Reescribe todo lo que va desde "Un día, no sé" hasta "salía bien parado...)." en el texto original, cambiando "catecismo" por "libro de la Doctrina".

→ **TEXTO ORIGINAL**
►
Este año hemos tenido que atender un hecho singular y sin precedente, sobre la mar y los peces. Mar calentica y peces que muerden, qué barbaridad, pero que no es ninguna fantasía. Me puso en alerta que mi vecina Paca, hermana de mi muy querido, y desaparecido, amigo Dominguico, de los Mayores de Calabardina, gente de la mar de siempre, me enseñara el tobillo, con una herida y una hinchazón que daban miedo; y me dice que le ha mordido un pez (bueno, ella, como yo, dice un pescao, que entre la gente aguileña, sea o no de mar, lo que está en el agua es un pescao, antes o después…). Y dos días después soy yo quien sufre el picotazo de un pececillo -un pescaico- así de mengajo y birrioso, pero que me hizo espantarlo alarmado sin que se tomara mucha prisa en alejarse, no, como con descaro y suficiencia sobre su agresividad nueva. Así que persisten las medusas (los “grumos”) y sus latigazos y se añaden los peces carnívoros. No sé a dónde vamos a llegar.
Un día, no sé cómo salió, evocamos el cabezo de las Picaeras, donde estaba el depósito del agua y al que trepábamos a la carrera cuando salíamos de la Doctrina, la preparación de la Primera Comunión, que recibíamos en la iglesia del Carmen, que era la capilla del Hospital; lo que me ha hecho recordar el día que, peleándonos por llegar arriba el primero, alguno de aquellos zagales me hinchó las narices, de tal manera que puse el catecismo hecho un Cristo de sangre (Por cierto, que hay al menos otro día en mi infancia en que me hincharon las narices, y fue un Carnaval, peleándome por no sé qué careta. Ahora veo que quizás yo no tenía mucho de pacífico, o que en trances de pelea no siempre salía bien parado...).
Así que estos raticos son muy, pero que muy buenos. Alternamos un día en el bar Zafiro, otro en el bar de mi primo Vicente, ya jubilado y en el que somos, casi, los únicos clientes, pero Vicente se arranca con su guitarra cuando se lo pedimos y le da la gana, lo que nos ambienta a los tres. Me acuerdo cuando, en mis estancias con mis padrinos y primos en la casa del Garrobillo, Vicente acudía hasta la Cuesta de Gos a recibir lecciones de un maestro, tras las agotadoras jornadas del campo. Cuando vamos a lo de Vicente, pasamos necesariamente por la esquina de los Poyetes (nombre popular de un legendario bar que ahí hubo, y del que me acuerdo muy bien), en cuya columna aislada, con muy poco de griega, se colocan las esquelas mortuorias de la gente del pueblo, que leemos atentamente (no vaya a ser alguna la nuestra...). Así que procuramos reírnos y no favorecer, más de la cuenta, la aviesa acumulación del tiempo, con sus pérdidas inevitables.
◄
→ **DATOS SIN PROCESAR**
►
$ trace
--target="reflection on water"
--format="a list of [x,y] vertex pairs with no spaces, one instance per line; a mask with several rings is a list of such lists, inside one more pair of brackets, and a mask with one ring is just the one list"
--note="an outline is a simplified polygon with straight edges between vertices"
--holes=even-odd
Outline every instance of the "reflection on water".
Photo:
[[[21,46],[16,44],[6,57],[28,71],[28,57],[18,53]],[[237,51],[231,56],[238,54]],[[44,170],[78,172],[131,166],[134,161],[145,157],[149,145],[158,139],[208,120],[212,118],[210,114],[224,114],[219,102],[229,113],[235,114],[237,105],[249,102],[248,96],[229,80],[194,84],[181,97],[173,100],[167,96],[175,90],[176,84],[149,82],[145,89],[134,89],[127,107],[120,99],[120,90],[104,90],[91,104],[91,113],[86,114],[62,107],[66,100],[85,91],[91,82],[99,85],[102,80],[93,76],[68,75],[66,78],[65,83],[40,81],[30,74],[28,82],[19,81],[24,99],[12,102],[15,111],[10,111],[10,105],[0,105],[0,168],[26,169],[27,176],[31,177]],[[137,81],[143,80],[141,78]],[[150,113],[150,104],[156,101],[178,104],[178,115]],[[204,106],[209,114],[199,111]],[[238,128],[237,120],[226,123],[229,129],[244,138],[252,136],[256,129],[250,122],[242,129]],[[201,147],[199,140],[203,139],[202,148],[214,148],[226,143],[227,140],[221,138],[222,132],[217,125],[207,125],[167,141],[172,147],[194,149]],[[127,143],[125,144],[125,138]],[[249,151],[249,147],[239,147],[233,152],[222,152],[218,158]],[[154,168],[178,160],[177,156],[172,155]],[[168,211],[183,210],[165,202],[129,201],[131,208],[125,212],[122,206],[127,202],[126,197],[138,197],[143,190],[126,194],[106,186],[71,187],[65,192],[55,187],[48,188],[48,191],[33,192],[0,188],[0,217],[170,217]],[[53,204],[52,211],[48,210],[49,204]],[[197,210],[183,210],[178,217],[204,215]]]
◄
→ **TU SOLUCIÓN**
Un día, no sé cómo salió, evocamos el cabezo de las Picaeras, donde estaba el depósito del agua y al que trepábamos a la carrera cuando salíamos de la Doctrina, la preparación de la Primera Comunión, que recibíamos en la iglesia del Carmen, que era la capilla del Hospital; lo que me ha hecho recordar el día que, peleándonos por llegar arriba el primero, alguno de aquellos zagales me hinchó las narices, de tal manera que puse el libro de la Doctrina hecho un Cristo de sangre (Por cierto, que hay al menos otro día en mi infancia en que me hincharon las narices, y fue un Carnaval, peleándome por no sé qué careta. Ahora veo que quizás yo no tenía mucho de pacífico, o que en trances de pelea no siempre salía bien parado...).